### Records
|---|
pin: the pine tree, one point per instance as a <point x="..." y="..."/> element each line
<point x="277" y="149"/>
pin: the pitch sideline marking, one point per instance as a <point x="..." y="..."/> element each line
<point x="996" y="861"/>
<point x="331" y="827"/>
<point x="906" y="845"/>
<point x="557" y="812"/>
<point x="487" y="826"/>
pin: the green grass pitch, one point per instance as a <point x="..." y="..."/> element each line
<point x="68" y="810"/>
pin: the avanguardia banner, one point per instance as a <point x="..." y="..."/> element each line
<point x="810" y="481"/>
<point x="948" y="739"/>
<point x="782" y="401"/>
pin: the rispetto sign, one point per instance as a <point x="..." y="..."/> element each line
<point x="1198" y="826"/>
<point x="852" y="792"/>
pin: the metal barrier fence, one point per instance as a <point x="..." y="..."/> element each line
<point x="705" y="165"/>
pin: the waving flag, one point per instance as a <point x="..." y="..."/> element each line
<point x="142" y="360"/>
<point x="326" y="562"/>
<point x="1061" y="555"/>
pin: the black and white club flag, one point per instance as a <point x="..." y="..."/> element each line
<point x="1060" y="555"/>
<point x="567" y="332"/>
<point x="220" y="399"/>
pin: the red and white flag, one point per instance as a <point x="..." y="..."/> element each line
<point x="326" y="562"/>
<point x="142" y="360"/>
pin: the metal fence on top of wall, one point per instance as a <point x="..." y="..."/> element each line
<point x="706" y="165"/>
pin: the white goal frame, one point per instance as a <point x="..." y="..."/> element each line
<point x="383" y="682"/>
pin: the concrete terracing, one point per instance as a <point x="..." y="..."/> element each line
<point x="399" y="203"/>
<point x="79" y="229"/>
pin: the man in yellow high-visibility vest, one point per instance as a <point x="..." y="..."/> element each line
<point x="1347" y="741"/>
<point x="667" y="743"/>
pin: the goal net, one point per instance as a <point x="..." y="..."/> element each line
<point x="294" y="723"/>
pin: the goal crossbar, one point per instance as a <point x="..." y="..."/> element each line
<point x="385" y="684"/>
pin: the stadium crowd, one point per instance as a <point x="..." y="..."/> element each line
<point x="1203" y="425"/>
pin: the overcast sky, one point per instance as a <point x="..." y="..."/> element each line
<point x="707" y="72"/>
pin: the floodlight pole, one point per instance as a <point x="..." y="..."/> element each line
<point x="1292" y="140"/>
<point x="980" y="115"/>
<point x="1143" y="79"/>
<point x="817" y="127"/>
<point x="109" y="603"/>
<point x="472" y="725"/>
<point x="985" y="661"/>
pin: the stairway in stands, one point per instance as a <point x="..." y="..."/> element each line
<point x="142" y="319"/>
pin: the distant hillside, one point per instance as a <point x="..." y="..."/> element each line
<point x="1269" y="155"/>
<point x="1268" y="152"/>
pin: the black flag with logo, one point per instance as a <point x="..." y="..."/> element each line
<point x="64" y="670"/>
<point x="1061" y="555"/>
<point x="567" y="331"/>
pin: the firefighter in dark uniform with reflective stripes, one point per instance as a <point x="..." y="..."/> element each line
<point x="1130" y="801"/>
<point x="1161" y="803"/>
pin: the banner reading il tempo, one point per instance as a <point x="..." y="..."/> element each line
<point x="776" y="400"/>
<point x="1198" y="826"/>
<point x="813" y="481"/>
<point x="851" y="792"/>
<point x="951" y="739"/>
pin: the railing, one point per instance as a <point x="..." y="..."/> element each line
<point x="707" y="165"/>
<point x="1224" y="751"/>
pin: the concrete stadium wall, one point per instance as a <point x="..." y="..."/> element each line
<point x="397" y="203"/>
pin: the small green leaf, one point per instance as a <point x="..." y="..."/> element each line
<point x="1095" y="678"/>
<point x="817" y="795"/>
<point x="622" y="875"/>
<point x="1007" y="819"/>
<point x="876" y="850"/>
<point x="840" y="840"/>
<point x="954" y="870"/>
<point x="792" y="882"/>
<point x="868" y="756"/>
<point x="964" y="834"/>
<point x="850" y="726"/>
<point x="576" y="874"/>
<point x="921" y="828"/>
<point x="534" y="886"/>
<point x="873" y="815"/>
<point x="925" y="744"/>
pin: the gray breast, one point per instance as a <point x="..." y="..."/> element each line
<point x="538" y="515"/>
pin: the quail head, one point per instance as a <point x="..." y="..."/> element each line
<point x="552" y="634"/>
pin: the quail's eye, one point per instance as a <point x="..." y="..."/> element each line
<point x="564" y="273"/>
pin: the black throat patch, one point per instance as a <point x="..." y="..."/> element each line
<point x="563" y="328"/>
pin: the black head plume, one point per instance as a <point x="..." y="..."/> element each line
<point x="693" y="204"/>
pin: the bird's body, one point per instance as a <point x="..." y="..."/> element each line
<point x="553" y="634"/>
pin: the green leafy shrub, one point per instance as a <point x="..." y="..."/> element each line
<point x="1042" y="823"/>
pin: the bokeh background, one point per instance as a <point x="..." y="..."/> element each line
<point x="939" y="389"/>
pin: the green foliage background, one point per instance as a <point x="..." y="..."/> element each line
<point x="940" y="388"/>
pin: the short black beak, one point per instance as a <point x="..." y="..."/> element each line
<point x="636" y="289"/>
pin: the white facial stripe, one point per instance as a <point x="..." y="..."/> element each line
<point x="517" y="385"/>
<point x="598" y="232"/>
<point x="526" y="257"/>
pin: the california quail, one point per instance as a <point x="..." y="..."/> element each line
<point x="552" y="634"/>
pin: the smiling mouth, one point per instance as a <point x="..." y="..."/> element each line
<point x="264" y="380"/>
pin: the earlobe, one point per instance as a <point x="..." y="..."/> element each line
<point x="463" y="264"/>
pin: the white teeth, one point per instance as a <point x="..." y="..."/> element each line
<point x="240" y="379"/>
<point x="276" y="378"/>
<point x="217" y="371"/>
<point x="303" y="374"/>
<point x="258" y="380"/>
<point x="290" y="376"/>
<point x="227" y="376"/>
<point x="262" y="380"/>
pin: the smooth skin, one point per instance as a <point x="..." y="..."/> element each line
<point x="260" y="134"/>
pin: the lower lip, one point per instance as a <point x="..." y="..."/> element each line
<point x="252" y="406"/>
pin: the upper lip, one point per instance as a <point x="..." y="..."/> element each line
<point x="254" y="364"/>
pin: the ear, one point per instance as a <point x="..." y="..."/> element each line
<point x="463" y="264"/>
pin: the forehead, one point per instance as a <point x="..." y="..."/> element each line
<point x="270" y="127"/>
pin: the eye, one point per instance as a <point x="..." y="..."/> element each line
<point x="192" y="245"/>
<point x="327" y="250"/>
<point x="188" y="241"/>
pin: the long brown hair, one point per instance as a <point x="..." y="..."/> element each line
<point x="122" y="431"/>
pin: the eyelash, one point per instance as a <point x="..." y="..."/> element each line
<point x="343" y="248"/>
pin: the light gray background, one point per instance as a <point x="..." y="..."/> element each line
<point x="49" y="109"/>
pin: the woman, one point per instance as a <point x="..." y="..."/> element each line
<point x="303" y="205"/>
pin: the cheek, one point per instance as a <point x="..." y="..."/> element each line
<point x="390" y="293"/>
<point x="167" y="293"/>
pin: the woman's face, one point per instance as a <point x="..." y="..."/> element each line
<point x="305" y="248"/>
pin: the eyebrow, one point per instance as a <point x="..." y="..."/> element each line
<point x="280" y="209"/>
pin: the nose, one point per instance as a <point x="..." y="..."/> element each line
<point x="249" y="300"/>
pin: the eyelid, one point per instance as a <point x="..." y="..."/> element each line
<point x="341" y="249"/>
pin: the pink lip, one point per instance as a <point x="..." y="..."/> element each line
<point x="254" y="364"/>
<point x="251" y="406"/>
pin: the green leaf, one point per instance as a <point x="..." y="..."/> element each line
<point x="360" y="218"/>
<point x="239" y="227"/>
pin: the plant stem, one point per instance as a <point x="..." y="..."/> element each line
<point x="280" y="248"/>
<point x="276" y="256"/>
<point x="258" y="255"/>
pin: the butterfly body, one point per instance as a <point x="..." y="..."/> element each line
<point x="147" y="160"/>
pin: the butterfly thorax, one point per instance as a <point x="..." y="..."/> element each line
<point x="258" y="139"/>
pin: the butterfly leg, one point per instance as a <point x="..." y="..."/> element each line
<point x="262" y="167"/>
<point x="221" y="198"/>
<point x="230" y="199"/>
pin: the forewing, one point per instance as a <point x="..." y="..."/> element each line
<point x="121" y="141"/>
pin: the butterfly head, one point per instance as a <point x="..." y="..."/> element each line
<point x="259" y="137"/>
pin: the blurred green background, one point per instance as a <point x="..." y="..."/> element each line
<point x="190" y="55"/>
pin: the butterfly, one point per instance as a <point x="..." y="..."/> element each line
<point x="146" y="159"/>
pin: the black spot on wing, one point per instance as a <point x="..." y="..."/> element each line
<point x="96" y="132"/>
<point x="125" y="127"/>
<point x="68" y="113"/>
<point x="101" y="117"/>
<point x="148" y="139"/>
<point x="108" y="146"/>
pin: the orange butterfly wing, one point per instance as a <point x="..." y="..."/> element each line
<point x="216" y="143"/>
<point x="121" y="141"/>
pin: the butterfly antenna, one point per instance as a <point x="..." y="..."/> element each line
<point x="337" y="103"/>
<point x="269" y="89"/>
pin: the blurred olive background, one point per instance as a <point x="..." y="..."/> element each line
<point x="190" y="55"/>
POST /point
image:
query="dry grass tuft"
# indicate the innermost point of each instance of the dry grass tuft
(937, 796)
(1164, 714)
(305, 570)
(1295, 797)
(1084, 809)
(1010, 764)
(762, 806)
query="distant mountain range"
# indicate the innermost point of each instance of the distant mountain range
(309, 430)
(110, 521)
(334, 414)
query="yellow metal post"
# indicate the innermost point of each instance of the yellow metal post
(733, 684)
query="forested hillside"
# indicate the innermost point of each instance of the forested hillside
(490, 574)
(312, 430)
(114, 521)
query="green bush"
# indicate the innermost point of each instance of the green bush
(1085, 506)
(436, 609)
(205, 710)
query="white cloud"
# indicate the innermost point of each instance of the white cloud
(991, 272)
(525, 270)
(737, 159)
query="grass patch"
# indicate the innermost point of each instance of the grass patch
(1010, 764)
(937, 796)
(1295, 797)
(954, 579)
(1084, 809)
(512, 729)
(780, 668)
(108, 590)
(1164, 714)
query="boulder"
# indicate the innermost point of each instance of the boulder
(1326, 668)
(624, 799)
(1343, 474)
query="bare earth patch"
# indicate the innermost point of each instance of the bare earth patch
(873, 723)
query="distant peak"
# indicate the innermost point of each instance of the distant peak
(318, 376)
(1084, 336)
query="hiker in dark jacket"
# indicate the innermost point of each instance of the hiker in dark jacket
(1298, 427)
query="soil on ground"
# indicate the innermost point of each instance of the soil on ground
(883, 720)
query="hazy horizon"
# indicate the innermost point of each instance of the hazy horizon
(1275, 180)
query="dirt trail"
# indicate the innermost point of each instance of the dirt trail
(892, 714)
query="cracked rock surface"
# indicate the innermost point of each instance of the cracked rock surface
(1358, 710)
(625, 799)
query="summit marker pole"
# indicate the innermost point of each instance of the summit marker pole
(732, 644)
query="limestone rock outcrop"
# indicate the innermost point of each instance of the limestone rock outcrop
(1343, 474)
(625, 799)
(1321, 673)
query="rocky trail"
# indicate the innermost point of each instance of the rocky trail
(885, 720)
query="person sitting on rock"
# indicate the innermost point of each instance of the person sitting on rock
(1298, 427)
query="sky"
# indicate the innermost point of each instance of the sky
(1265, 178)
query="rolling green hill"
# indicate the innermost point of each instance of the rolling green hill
|---|
### DOEL
Selecteer in de Records elke regel waarin het woord "gray" voorkomt en neem die regels ongewijzigd over.

### OPLOSSING
pin: the gray breast, one point per instance as a <point x="..." y="..."/> element each line
pin: the light gray background, one point per instance as a <point x="..." y="..."/> element each line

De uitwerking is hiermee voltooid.